GIVEN REQUEST: Show every line in the entries below that contains the word "window", copying each of those lines in full.

MATERIAL FOR THIS TASK:
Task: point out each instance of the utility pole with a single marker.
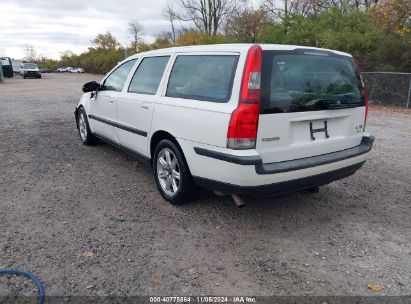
(1, 72)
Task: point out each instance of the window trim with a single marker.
(134, 71)
(201, 98)
(115, 69)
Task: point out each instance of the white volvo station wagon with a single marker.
(238, 119)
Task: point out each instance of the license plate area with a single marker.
(323, 129)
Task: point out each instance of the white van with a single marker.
(239, 119)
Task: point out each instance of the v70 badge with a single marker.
(320, 130)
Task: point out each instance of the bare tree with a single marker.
(281, 9)
(136, 30)
(29, 52)
(246, 25)
(172, 17)
(207, 16)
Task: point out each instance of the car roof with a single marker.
(227, 48)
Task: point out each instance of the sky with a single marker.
(55, 26)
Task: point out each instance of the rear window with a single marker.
(30, 66)
(203, 77)
(297, 81)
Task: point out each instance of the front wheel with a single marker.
(171, 173)
(84, 131)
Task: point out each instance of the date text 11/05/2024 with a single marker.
(203, 299)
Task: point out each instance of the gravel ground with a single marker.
(90, 221)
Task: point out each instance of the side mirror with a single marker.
(91, 86)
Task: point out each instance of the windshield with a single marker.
(30, 66)
(306, 80)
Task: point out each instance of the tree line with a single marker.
(376, 32)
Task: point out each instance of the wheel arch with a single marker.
(159, 136)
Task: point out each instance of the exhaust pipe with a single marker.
(238, 201)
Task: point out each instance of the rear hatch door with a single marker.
(312, 104)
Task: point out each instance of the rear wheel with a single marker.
(171, 173)
(86, 137)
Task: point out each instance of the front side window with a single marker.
(299, 81)
(203, 77)
(117, 79)
(148, 75)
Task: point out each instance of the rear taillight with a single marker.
(243, 126)
(364, 92)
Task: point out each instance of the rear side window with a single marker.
(148, 75)
(298, 81)
(117, 79)
(203, 77)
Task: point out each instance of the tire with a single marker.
(86, 137)
(171, 173)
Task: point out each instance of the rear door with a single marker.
(312, 103)
(136, 105)
(103, 112)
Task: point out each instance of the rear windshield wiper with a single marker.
(328, 104)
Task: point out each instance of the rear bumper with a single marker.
(314, 161)
(246, 174)
(281, 188)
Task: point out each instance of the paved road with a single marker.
(89, 220)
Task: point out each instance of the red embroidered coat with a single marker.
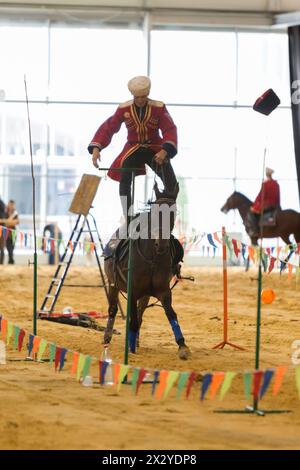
(271, 193)
(154, 130)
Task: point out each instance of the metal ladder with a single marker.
(63, 266)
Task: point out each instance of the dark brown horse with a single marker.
(152, 271)
(287, 221)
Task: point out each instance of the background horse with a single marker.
(152, 271)
(2, 239)
(287, 221)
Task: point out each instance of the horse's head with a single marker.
(163, 214)
(230, 203)
(236, 201)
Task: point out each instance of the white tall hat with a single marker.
(269, 171)
(139, 86)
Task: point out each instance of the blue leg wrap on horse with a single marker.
(132, 335)
(176, 329)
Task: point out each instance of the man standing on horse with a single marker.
(267, 198)
(145, 119)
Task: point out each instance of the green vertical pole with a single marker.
(35, 294)
(129, 275)
(258, 319)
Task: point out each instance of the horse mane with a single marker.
(242, 196)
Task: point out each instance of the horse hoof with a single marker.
(184, 353)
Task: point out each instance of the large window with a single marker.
(209, 81)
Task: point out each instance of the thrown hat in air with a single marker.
(267, 102)
(139, 86)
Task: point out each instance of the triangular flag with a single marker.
(52, 350)
(247, 379)
(257, 377)
(3, 328)
(30, 344)
(205, 384)
(216, 381)
(217, 238)
(155, 381)
(16, 336)
(20, 340)
(42, 349)
(279, 374)
(162, 383)
(266, 382)
(141, 377)
(62, 358)
(86, 367)
(272, 264)
(10, 329)
(80, 365)
(57, 357)
(290, 269)
(181, 383)
(191, 380)
(117, 369)
(134, 378)
(251, 253)
(171, 379)
(74, 362)
(103, 365)
(235, 248)
(229, 376)
(210, 239)
(36, 343)
(123, 372)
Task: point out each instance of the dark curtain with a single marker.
(294, 56)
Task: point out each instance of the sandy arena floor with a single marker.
(41, 409)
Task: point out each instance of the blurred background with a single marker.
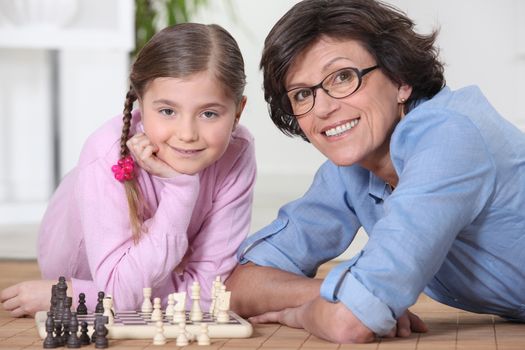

ANSWER TO THIS EXERCISE:
Task: point out each instance of the window trim with a single marker.
Task: point out each instance of the rear window with a single marker.
Task: point out each instance of the front side window with a single marker.
Task: point out each instance of the rear side window with a single marker.
Task: point out each instance of the large window with a single marker.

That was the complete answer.